Problem description: Could you repeat the lines below, swapping every "Kindly" for "Please" and leaving everything else as it is?

++++ Dataset content ++++

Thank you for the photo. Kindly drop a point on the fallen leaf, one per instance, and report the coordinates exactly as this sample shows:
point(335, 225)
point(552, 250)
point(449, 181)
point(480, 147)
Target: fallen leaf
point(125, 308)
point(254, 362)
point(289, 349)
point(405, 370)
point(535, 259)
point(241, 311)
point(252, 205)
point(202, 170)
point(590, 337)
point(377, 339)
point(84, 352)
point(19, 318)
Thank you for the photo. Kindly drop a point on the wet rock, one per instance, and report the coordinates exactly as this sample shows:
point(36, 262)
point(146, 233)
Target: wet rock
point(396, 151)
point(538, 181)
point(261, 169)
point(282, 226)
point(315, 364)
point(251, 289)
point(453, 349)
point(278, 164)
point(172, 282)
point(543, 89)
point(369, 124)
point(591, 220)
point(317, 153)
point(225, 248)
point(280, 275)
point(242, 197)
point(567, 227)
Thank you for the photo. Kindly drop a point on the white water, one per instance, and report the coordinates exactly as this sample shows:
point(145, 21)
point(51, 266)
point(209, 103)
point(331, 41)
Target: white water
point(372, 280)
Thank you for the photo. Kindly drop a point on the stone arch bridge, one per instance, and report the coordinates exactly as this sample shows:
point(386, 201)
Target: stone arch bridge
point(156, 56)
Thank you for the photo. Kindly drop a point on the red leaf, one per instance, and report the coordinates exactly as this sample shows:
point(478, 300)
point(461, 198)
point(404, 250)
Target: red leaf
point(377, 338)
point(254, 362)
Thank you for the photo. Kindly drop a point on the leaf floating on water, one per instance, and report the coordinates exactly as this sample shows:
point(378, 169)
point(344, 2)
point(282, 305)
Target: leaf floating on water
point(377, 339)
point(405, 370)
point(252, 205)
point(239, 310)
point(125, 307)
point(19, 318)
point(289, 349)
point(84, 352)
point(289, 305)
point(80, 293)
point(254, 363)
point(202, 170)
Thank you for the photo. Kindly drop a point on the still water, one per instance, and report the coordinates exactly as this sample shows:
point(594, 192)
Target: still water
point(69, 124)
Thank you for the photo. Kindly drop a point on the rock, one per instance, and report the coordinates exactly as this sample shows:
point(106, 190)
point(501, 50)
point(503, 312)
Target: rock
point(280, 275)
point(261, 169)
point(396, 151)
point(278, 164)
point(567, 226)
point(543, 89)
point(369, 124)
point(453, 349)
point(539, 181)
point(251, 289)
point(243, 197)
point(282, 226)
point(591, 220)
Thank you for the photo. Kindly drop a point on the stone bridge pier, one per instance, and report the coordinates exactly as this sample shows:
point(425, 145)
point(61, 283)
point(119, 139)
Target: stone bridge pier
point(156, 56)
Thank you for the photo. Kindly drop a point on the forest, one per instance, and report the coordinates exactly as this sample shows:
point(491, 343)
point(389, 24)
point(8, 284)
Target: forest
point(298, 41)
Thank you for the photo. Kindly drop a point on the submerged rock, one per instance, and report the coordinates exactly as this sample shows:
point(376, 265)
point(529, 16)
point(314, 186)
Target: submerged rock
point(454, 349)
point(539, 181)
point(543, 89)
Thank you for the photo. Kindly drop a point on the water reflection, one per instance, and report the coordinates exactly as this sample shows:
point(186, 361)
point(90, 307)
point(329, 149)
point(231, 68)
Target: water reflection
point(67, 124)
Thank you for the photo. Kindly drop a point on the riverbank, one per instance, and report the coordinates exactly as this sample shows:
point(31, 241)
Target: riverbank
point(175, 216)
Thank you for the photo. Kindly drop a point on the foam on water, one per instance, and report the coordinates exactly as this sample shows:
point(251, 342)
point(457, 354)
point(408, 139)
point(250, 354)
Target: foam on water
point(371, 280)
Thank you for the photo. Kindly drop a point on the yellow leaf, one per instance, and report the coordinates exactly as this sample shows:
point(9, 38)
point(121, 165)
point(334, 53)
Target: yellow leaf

++++

The solution:
Thank you for the photo. Please drop a point on the fallen leaf, one per instance, and report the coordinates exactly as this sample shows:
point(335, 225)
point(552, 250)
point(449, 181)
point(480, 147)
Target: fallen leaf
point(125, 308)
point(254, 362)
point(289, 349)
point(405, 370)
point(535, 259)
point(241, 311)
point(252, 205)
point(202, 170)
point(590, 337)
point(377, 339)
point(84, 352)
point(19, 318)
Thank you for the photo. Please drop a point on the wet rock, one per instance, and report the coordinates exactly as this sample shows:
point(36, 262)
point(146, 233)
Target: wet rock
point(396, 151)
point(538, 181)
point(261, 169)
point(282, 226)
point(315, 364)
point(251, 289)
point(453, 349)
point(278, 164)
point(172, 282)
point(543, 89)
point(369, 124)
point(591, 220)
point(317, 153)
point(225, 248)
point(280, 275)
point(242, 197)
point(567, 227)
Thank you for the photo. Please drop a point on the white water, one per instance, and report the coordinates exactly as this sample shows:
point(145, 21)
point(51, 266)
point(209, 103)
point(331, 41)
Target: white water
point(372, 280)
Thank you for the photo. Please drop a point on the stone arch bridge, one per instance, and report the coordinates exactly as this sample shows:
point(386, 201)
Target: stone arch bridge
point(156, 56)
Thank you for the photo. Please drop a point on the red leaf, one per instance, and report the coordinates exactly as this sample shows:
point(478, 300)
point(461, 198)
point(404, 250)
Target: red leaf
point(377, 338)
point(254, 362)
Thank you for the photo. Please drop a point on the leaf floating on water, one per instance, and report the coordinates exactly as this sample shows:
point(378, 169)
point(344, 2)
point(282, 305)
Target: leaf floating on water
point(377, 339)
point(405, 370)
point(252, 205)
point(239, 310)
point(125, 307)
point(19, 318)
point(289, 349)
point(84, 352)
point(289, 305)
point(80, 293)
point(254, 363)
point(202, 170)
Thank you for the photo. Please drop a point on the still water, one per instance, and report the coordinates exactly as this sample shows:
point(594, 192)
Target: still water
point(69, 124)
Thank you for the photo. Please drop a point on the rock, one per instance, and report the coordinates exactly as this sample shows:
point(106, 190)
point(501, 50)
point(503, 312)
Target: rock
point(280, 275)
point(261, 169)
point(396, 151)
point(278, 164)
point(567, 226)
point(543, 89)
point(369, 124)
point(453, 349)
point(539, 181)
point(251, 289)
point(243, 197)
point(282, 226)
point(591, 220)
Thank you for the photo. Please drop a point on the stone bridge pier, one per instance, and report the coordinates exactly as this sample shows:
point(425, 145)
point(61, 283)
point(119, 139)
Target: stone bridge pier
point(156, 56)
Thank you for the photo. Please drop a point on the forest, one per instance, and report the coordinates exactly as this sample shows:
point(491, 343)
point(389, 24)
point(8, 284)
Target: forest
point(298, 41)
Thank you for the photo. Please drop a point on the submerged rock, one per instance, and report the coordinates exactly as this sample shows:
point(376, 265)
point(529, 16)
point(314, 186)
Target: submerged rock
point(454, 349)
point(539, 181)
point(543, 89)
Thank you for the photo. Please drop a point on the water reflection, one per instance, and report the coordinates exactly as this sample shows:
point(186, 361)
point(90, 307)
point(329, 149)
point(231, 68)
Target: water reflection
point(67, 124)
Thank you for the photo. Please drop a point on the riverbank, one per instance, and report the coordinates exactly as this sample shows:
point(31, 241)
Target: riverbank
point(175, 216)
Thank you for the photo. Please drop a point on the foam on water, one per instance, and report the coordinates exactly as this sample shows:
point(251, 342)
point(457, 354)
point(408, 139)
point(250, 354)
Target: foam on water
point(371, 280)
Thank you for the photo. Please drop a point on the yellow leaf, one per instance, and report the coordinates exactly as this sample shows:
point(9, 38)
point(121, 165)
point(334, 53)
Target: yellow leaf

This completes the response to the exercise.